Reproduce verbatim the stretch of records from the line containing "In this exercise you will find the person's" through the end of the records, omitting the pictures.

_ _ _ _ _ _ _

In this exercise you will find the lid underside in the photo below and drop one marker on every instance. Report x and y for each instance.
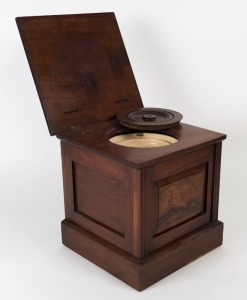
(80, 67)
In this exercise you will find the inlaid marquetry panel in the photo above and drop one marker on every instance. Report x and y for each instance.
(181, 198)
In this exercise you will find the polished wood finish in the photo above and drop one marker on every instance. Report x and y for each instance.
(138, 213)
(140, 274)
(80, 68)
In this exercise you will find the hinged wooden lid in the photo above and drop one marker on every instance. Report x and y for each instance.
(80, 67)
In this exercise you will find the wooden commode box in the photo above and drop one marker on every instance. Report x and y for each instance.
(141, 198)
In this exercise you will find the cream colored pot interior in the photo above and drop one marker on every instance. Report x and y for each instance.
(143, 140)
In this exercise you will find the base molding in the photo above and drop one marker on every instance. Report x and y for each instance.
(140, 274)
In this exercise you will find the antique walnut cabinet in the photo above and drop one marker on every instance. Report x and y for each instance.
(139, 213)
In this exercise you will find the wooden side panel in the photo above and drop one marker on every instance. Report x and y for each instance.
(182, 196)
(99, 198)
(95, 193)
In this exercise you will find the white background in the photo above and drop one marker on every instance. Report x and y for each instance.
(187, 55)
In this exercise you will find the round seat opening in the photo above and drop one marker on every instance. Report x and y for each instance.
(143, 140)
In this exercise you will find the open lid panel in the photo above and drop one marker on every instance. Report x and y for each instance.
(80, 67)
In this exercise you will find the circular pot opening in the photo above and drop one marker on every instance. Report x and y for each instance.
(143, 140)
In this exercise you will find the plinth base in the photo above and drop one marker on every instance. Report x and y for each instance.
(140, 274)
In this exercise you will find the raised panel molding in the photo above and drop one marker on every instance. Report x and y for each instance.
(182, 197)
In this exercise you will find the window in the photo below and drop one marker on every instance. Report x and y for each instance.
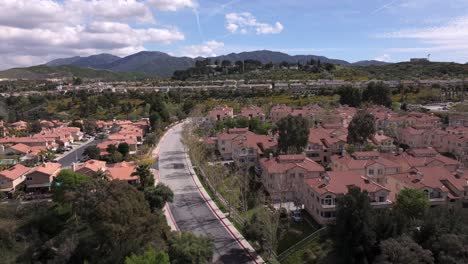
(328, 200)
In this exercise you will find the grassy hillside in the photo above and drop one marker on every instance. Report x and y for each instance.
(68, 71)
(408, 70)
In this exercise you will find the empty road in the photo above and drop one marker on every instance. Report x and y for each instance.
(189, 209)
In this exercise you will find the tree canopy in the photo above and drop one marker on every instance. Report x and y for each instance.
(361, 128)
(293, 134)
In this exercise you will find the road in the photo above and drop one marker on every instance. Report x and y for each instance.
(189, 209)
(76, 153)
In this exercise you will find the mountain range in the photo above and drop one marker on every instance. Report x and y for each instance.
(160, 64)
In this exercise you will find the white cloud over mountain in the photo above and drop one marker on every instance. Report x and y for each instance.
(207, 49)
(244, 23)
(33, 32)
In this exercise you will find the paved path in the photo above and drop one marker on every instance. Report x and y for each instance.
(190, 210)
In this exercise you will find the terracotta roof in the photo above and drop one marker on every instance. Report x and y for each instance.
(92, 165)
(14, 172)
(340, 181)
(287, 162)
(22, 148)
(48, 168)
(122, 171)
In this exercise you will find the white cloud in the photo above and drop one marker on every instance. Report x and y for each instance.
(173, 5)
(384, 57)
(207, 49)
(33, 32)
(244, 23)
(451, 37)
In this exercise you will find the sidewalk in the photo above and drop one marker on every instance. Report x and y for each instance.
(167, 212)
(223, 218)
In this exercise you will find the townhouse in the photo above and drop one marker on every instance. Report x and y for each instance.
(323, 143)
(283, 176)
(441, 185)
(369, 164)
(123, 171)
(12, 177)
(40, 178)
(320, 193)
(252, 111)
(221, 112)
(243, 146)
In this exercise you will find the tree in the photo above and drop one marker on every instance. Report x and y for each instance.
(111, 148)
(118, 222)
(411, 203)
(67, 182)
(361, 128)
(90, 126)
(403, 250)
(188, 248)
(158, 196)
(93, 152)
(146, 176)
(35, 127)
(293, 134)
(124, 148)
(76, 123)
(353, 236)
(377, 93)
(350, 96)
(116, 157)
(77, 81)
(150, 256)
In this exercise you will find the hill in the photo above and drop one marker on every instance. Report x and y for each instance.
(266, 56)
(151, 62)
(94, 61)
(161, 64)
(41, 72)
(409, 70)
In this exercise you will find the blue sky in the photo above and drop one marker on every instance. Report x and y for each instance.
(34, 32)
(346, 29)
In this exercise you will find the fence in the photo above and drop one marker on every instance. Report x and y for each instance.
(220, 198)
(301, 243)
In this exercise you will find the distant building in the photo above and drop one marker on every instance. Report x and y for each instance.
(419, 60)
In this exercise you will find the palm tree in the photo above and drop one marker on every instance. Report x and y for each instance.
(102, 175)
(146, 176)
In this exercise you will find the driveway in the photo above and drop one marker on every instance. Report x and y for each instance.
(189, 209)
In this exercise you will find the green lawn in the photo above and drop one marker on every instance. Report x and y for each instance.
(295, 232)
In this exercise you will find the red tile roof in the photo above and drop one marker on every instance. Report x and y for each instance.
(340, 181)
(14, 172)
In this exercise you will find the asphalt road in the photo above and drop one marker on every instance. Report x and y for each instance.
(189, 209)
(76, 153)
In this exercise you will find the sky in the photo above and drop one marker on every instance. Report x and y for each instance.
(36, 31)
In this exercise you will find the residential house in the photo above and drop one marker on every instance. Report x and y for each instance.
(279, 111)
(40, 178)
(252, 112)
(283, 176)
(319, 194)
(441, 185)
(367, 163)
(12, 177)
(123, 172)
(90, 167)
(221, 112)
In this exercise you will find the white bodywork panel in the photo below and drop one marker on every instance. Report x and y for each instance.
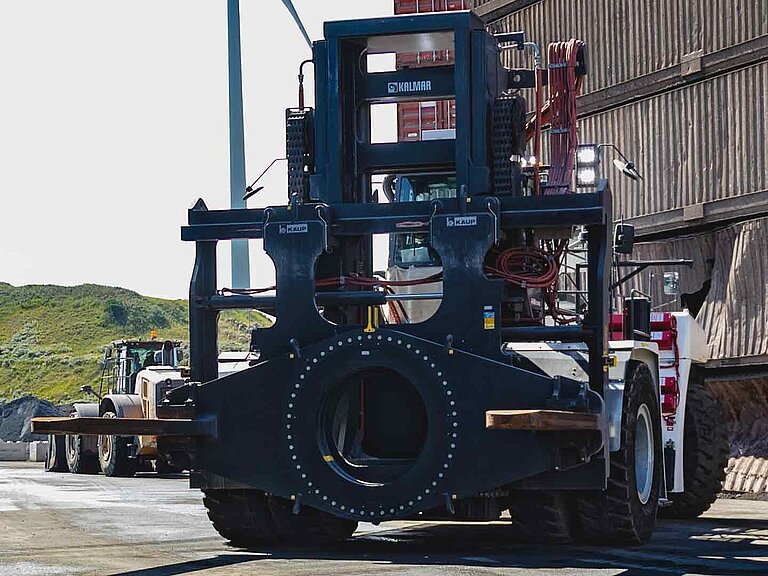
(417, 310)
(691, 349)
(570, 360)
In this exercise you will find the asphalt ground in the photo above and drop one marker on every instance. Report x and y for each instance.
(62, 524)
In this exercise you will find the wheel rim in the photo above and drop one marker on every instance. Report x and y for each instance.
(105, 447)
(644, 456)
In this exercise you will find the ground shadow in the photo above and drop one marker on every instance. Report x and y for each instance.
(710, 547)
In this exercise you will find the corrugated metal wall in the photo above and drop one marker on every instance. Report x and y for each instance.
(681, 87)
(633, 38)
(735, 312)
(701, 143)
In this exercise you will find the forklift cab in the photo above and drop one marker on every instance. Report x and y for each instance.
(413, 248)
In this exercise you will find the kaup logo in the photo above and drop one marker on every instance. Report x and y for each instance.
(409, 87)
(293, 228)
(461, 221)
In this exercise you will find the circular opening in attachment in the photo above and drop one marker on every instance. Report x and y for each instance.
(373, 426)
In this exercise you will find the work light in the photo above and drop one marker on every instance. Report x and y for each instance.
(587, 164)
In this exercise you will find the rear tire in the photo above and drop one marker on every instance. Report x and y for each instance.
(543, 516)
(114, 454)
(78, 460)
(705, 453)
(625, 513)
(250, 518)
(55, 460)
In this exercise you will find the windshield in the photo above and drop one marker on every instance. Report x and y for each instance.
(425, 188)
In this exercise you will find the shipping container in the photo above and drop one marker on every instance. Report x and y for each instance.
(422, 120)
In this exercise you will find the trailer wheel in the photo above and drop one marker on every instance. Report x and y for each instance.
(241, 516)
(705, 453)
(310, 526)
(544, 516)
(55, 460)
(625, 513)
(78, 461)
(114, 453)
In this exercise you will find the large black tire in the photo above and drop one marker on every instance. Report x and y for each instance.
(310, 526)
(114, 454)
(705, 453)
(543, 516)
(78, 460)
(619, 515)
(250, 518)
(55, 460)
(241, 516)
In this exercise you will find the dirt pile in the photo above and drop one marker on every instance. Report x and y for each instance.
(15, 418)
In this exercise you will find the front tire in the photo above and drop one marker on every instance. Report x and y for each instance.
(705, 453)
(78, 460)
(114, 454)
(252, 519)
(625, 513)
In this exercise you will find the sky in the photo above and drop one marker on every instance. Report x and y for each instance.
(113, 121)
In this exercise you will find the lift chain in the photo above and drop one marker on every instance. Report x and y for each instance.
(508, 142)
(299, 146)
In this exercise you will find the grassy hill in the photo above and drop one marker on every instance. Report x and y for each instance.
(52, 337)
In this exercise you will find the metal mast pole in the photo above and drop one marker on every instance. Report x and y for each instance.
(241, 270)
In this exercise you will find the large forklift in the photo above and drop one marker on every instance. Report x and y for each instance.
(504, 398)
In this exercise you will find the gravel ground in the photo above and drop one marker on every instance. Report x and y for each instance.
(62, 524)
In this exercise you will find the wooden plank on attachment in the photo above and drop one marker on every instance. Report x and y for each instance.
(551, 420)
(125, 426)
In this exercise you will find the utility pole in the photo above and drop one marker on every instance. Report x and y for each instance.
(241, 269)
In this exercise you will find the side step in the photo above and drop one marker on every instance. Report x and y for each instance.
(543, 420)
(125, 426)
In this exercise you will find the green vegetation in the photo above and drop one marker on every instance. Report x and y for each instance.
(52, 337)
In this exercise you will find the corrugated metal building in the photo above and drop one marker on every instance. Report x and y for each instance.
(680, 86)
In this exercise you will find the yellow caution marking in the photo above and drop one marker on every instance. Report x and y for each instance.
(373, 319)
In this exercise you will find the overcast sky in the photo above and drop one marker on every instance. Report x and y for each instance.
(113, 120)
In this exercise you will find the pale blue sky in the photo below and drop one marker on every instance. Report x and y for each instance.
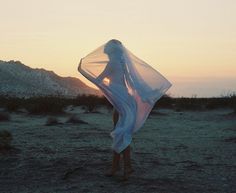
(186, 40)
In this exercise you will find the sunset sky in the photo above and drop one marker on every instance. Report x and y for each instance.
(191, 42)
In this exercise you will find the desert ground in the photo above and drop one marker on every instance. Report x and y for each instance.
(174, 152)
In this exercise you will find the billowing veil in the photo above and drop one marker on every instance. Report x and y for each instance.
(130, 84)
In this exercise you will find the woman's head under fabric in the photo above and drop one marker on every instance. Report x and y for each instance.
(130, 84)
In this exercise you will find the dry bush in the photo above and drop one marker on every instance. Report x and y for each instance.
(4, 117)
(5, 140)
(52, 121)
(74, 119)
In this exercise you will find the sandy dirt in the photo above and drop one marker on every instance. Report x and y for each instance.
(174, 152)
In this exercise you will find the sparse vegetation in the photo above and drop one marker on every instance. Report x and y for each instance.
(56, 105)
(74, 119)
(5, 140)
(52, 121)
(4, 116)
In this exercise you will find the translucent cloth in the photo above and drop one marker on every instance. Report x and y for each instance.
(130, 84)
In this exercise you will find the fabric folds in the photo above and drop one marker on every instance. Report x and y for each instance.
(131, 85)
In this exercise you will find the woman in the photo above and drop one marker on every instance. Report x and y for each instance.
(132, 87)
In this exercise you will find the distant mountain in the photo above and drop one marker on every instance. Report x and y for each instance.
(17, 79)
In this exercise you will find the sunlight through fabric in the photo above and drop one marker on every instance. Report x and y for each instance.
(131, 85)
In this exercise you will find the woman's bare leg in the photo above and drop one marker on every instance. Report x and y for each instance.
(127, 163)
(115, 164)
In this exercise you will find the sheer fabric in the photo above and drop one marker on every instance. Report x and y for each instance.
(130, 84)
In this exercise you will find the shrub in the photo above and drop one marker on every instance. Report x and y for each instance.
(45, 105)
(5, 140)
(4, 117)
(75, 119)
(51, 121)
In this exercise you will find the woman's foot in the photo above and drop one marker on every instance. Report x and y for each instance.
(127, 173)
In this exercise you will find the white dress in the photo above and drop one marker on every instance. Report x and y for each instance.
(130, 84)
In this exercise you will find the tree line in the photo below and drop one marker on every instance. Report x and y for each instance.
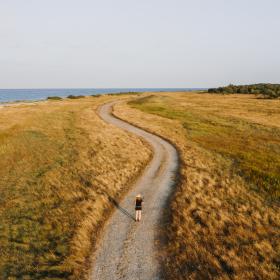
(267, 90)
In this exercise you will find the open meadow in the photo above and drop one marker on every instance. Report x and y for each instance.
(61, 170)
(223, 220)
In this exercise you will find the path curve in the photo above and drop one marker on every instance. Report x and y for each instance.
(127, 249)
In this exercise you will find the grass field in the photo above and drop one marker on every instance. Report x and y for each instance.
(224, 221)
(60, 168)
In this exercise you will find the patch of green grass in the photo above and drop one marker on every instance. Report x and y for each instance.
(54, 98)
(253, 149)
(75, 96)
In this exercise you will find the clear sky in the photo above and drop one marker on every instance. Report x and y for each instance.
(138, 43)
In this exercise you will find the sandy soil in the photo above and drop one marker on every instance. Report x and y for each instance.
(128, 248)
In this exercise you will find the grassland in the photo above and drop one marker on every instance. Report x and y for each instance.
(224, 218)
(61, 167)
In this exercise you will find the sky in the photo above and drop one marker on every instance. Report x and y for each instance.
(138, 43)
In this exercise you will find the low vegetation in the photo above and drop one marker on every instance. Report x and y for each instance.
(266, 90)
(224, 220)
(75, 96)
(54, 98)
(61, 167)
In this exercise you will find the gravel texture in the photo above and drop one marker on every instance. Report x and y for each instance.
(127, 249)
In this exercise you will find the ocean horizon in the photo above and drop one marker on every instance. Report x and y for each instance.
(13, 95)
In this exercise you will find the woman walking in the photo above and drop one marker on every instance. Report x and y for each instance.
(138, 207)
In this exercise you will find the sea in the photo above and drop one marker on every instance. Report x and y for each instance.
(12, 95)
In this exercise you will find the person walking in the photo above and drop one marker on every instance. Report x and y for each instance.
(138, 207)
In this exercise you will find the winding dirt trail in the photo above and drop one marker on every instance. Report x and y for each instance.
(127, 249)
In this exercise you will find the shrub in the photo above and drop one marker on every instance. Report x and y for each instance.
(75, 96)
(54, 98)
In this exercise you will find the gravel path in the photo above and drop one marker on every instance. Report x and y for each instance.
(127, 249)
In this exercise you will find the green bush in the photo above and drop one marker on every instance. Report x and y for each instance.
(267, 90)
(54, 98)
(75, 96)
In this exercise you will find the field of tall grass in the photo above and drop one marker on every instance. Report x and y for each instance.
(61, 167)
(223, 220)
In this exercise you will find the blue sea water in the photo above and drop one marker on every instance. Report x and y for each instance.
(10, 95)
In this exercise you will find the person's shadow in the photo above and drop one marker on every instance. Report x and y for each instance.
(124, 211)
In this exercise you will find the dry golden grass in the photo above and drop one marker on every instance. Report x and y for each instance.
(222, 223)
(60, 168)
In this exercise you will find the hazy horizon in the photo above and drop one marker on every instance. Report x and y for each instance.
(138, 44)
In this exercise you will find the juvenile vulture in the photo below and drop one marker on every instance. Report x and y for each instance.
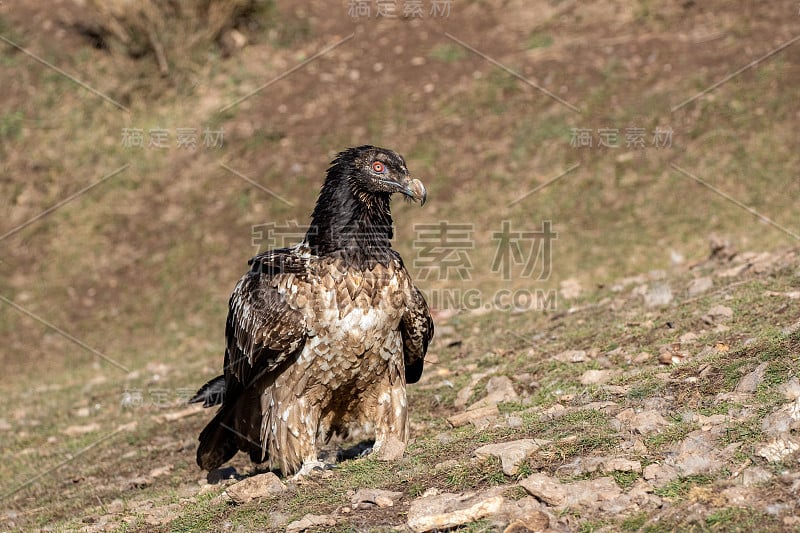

_ _ _ _ _ _ _

* **SOLUTION TO THIS PROBLEM**
In this exercise you will find the person's shadow in the photo above and drop one marker on every instance. Report x and y for each instance.
(124, 211)
In this exercise you will find the dry golden grass in the photo above and drop one marker on every instance. Report x and y for each instance.
(222, 223)
(60, 168)
In this exercise you will find the hazy horizon in the photo above and drop one marker on every instance. Report x and y for each instance.
(138, 44)
In this exercise you will find the juvenile vulture in the photo below and drop one marker on every instance. Report x and y for each instance.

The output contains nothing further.